Texto do documento:
┌──

MANUELA CARNEIRO DA CUNHA

Dada a falta de legitimidade da vitória de Bush em 2000 e as iniciativas de profundas conseqüências tomadas por seu governo, as eleições de 2 de novembro estão sendo vistas como um referendo sobre sua política interna e, sobretudo, externa.
Mas será realmente um referendo? Por mais que a Guerra do Iraque seja um desastre em todos os sentidos e polarize a opinião, por mais que a economia tenha estagnado e o déficit interno crescido, por mais que o corte de impostos tenha favorecido os ricos, por mais que ameaças de atentados sejam usadas pelo governo para assustar o eleitorado e incutir a idéia de que Bush é mais macho do que Kerry, não estou certa de que isso vá decidir a eleição.
O que acaba decidindo são os chamados "temas específicos" próximos de cada um. Basta ver que uns bispos católicos decretaram que era pecado votar em Kerry, porque ele é favorável ao direito ao aborto.
Nesse sentido, o que apavora muitos norte-americanos é a composição da Suprema Corte. Afinal os juízes do Tribunal são vitalícios e sobrevivem portanto aos governos. Por considerarem ilegítimo o governo atual, os democratas obstruíram até agora todas as nomeações de juízes que Bush tentou fazer. Mas quem for eleito desta vez vai poder indicar uns três ou quatro.

└──

O que se pede:
A – Diga se cada afirmação concorda com o texto sobre as eleições americanas: (i) as eleições ocorrem em 2 de novembro; (ii) os juízes da Suprema Corte têm mandato com prazo definido; (iii) os democratas aprovaram as nomeações de juízes feitas por Bush. Responda sim ou não a cada uma e cite as palavras do texto que decidem.
B – Segundo o texto sobre as eleições americanas, quantos juízes da Suprema Corte quem for eleito poderá indicar?
C – Edite o trecho do texto sobre as eleições americanas que começa em "Mas será realmente" e vai até "decidir a eleição.", substituindo "ricos" por "mais abastados".
Os dados apresentados não são usados nesta atividade.

Dados fornecidos:

┌──

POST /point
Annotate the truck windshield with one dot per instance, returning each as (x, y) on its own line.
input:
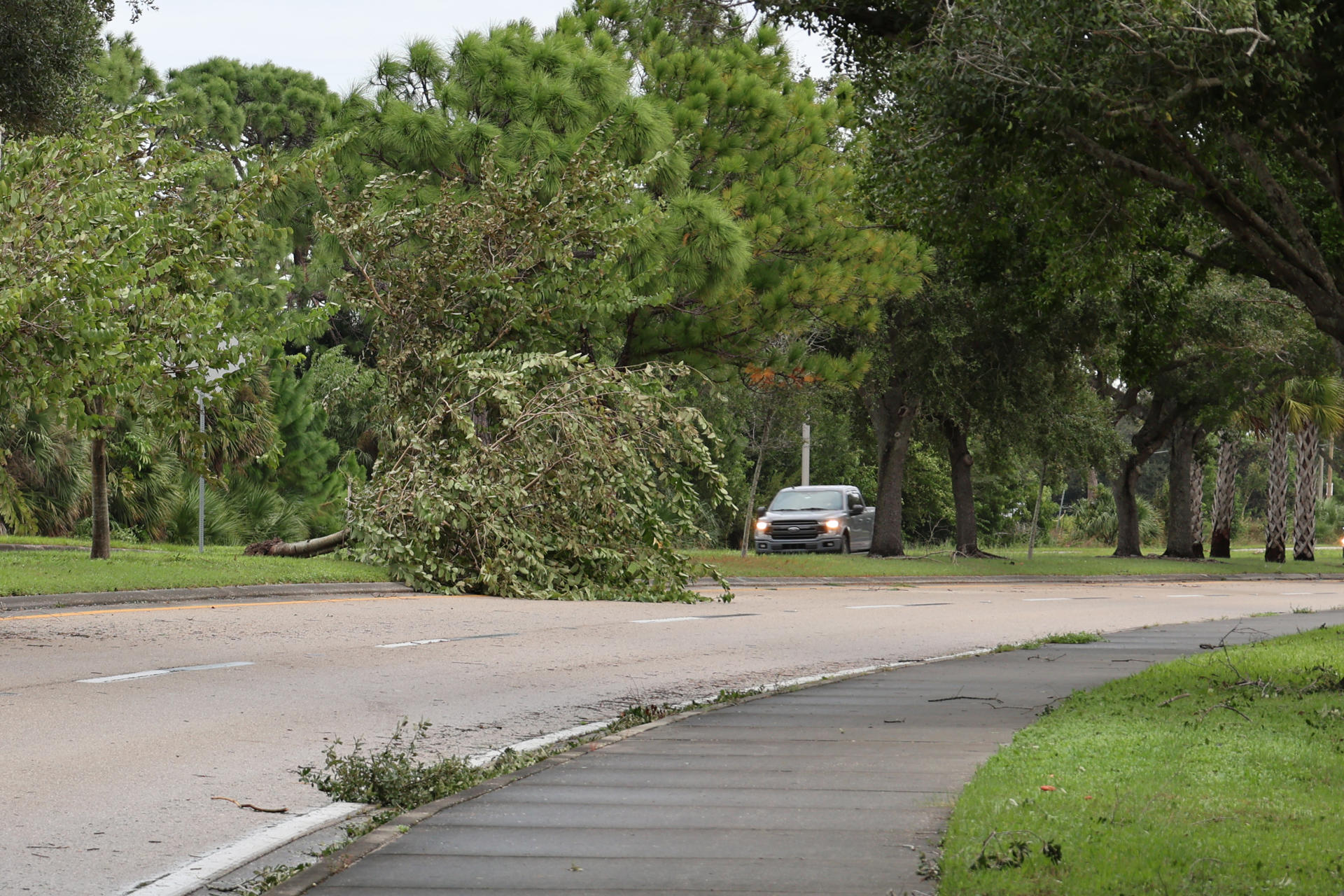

└──

Respostas:
A –
(i) Sim: "as eleições de 2 de novembro".
(ii) Não: "os juízes do Tribunal são vitalícios".
(iii) Não: "os democratas obstruíram até agora todas as nomeações de juízes que Bush tentou fazer".

B – Uns três ou quatro.

C –
Mas será realmente um referendo? Por mais que a Guerra do Iraque seja um desastre em todos os sentidos e polarize a opinião, por mais que a economia tenha estagnado e o déficit interno crescido, por mais que o corte de impostos tenha favorecido os mais abastados, por mais que ameaças de atentados sejam usadas pelo governo para assustar o eleitorado e incutir a idéia de que Bush é mais macho do que Kerry, não estou certa de que isso vá decidir a eleição.